EXERCISE REQUIREMENTS >>
a. Duplicate the part of the insurance panel discussion starting with "Scott Taylor: By" and going on through "draw people directly.".
b. Answer these questions from the insurance panel discussion:
(i) What does Steve Casey say the overall issue is?
(ii) What share of common causes of occupational disability does Martin Werth say protection covers?
(iii) What share of the risk does Richard Verdin say the reinsurer provides?

DOCUMENT SEGMENT >>

Scott Taylor: By responsibility I mean hiding behind the adviser. The insurer can produce a product they think is great and attach a certain amount of commission to it. It is then the adviser's problem if he does not fit that product to the right people. It suits a lot of insurance companies to have that distance between them and consumers as they have some uncomfortable truths to learn if they were trying to draw people directly.
Steve Casey: Coming back to the idea of a protection index I am not convinced that the criteria would underpin a five-star rating. The overall issue is an educational campaign. We are all agreed there should be something, to what depth is debatable.
Martin Werth: You should start with what a customer needs to be covered for. The problem is that there is no certainty on protection. It covers less than 50% of common causes of occupational disability so you may argue over which policy covers an extra condition or two but the biggest problem is that it doesn't cover the most common causes of why people cannot work. Why aren't we getting this message across?
Richard Verdin: Who are the people who determine the shape of a product? It is the reinsurer who is providing 90% of the risk and determining 90% of the premium.
Martin Werth: The reinsurer has to design products that sell and traditionally they were sold through a direct sales force and then through financial advisers. The products were designed in the late 1980s with a sales process that was relevant then.
Richard Verdin: So what are the reinsurers going to do about it?
Roger Edwards: If we knew all we know now about pricing and the issue of guaranteed rates and medical advancements but the product did not exist, we would not go away and develop the product we currently have. We would have developed something that better met the consumer need.

RECORDED INFORMATION >>
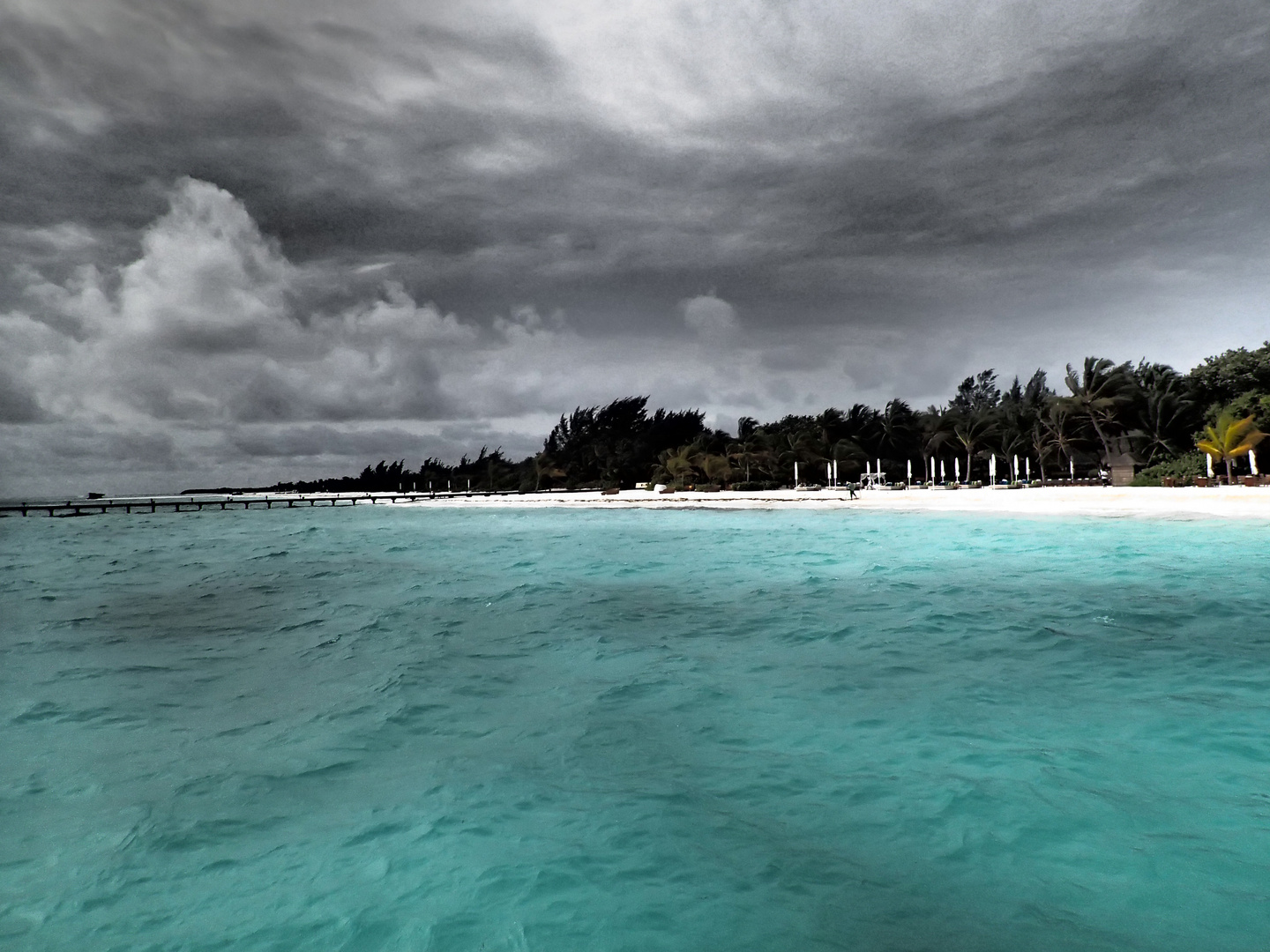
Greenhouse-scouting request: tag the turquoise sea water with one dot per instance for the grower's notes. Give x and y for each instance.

EXPECTED OUTPUTS >>
a.
Scott Taylor: By responsibility I mean hiding behind the adviser. The insurer can produce a product they think is great and attach a certain amount of commission to it. It is then the adviser's problem if he does not fit that product to the right people. It suits a lot of insurance companies to have that distance between them and consumers as they have some uncomfortable truths to learn if they were trying to draw people directly.

b.
(i) An educational campaign.
(ii) Less than 50%.
(iii) 90%.